* _The task_: Could you copy every line from the material below in which "sedan" appears?

* _Extracted data_:
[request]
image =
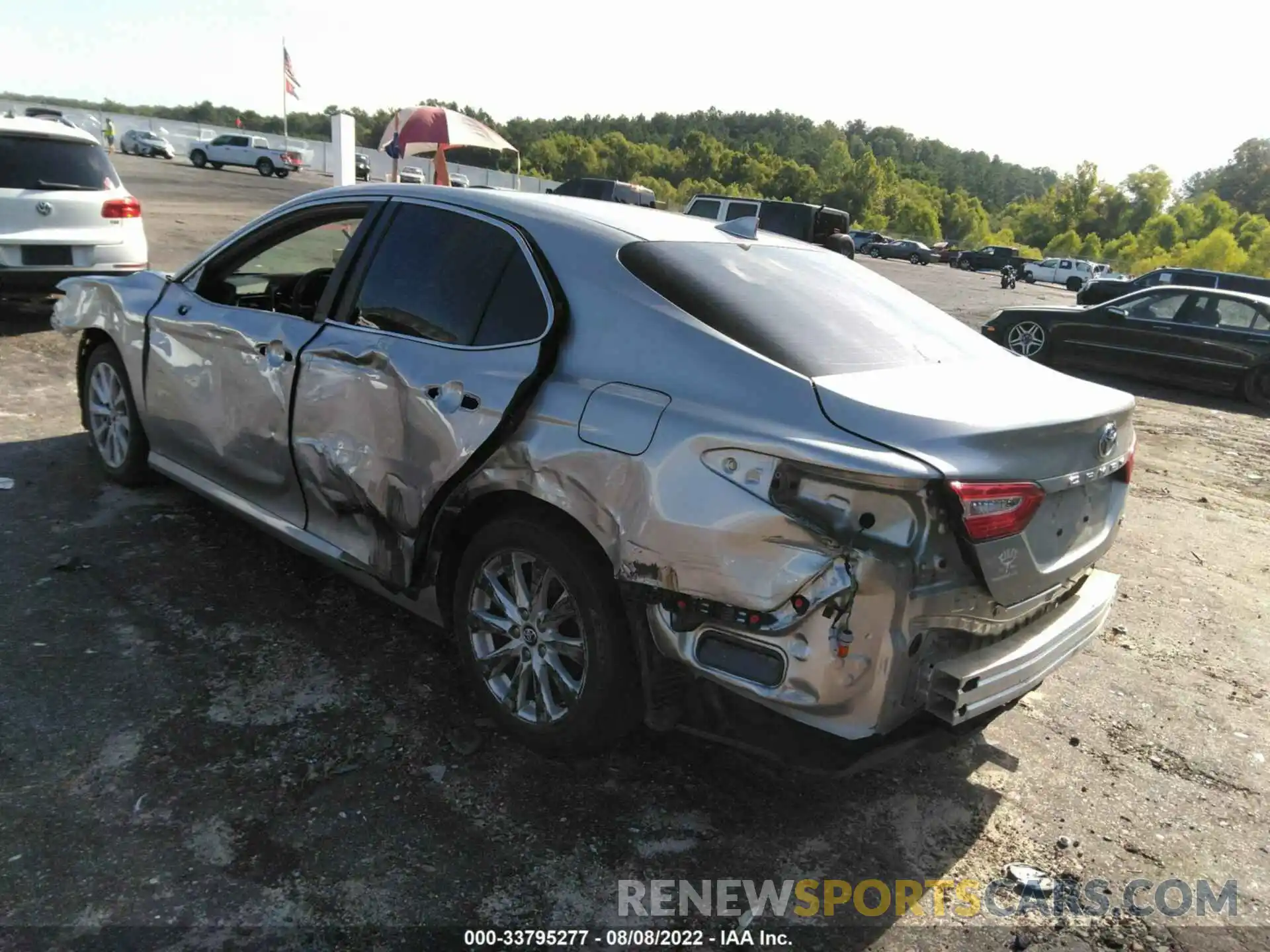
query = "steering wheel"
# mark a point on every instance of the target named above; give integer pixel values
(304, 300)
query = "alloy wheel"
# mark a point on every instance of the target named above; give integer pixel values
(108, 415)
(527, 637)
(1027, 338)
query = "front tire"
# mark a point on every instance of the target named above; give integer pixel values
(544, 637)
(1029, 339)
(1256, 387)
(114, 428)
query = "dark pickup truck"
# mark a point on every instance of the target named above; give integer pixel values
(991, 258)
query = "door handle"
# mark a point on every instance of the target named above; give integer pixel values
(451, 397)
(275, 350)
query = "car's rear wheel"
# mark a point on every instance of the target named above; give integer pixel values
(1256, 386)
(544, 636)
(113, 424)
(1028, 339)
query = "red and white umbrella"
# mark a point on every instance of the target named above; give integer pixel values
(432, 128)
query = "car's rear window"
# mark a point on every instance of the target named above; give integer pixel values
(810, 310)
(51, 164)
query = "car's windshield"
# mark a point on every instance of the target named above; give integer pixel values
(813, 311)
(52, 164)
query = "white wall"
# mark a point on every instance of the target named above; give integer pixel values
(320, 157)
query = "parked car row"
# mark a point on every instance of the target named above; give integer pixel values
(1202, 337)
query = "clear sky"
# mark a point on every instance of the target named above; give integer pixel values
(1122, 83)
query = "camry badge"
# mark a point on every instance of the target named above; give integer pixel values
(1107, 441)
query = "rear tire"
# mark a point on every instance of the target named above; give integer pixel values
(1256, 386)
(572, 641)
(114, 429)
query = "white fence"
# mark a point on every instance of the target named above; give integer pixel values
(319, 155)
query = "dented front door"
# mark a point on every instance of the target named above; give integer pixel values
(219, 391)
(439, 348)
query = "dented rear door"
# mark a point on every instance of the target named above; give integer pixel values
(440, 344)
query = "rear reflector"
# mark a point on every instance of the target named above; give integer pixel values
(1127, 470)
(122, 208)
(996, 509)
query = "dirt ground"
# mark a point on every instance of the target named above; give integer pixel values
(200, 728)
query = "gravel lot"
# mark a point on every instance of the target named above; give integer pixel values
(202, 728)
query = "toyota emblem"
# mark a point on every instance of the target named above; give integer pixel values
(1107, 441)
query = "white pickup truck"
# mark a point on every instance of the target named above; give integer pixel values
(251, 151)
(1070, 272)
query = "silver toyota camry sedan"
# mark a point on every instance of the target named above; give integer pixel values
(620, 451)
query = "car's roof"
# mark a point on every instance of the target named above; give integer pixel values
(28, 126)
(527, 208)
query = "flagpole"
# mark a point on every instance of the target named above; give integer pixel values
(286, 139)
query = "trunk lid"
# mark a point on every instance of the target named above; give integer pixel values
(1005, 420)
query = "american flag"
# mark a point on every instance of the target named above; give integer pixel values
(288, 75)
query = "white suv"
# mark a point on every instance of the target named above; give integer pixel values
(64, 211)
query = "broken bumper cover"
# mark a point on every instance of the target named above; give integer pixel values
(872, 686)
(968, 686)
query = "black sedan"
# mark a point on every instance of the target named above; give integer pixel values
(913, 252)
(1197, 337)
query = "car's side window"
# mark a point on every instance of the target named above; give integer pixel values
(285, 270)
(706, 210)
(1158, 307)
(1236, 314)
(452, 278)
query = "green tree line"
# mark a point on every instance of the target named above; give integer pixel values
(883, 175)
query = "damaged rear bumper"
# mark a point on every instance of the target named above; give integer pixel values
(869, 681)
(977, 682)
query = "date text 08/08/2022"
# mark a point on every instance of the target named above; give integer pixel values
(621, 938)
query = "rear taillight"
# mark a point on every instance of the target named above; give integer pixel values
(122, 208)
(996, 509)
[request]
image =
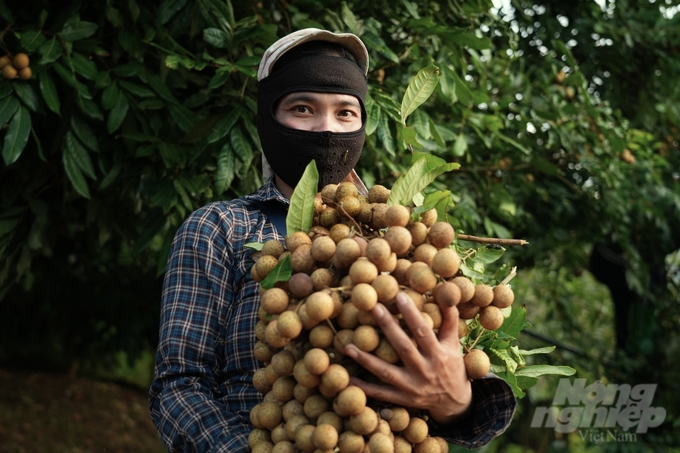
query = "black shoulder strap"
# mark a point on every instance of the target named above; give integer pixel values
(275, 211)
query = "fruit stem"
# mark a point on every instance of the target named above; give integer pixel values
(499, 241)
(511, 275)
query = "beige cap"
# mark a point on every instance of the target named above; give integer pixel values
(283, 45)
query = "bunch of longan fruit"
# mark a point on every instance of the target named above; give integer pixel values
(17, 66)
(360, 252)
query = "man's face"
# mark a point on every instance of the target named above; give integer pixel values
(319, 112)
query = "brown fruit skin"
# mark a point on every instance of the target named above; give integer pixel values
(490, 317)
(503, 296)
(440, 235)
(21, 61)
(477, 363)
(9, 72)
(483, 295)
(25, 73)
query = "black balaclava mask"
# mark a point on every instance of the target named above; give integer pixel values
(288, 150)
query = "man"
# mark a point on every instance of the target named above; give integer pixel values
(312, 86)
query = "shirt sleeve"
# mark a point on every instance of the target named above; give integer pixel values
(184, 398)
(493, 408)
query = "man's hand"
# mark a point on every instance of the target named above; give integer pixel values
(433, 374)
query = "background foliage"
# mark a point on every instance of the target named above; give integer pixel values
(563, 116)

* _Exercise solution_:
query = "silver toyota camry sedan"
query = "black sedan"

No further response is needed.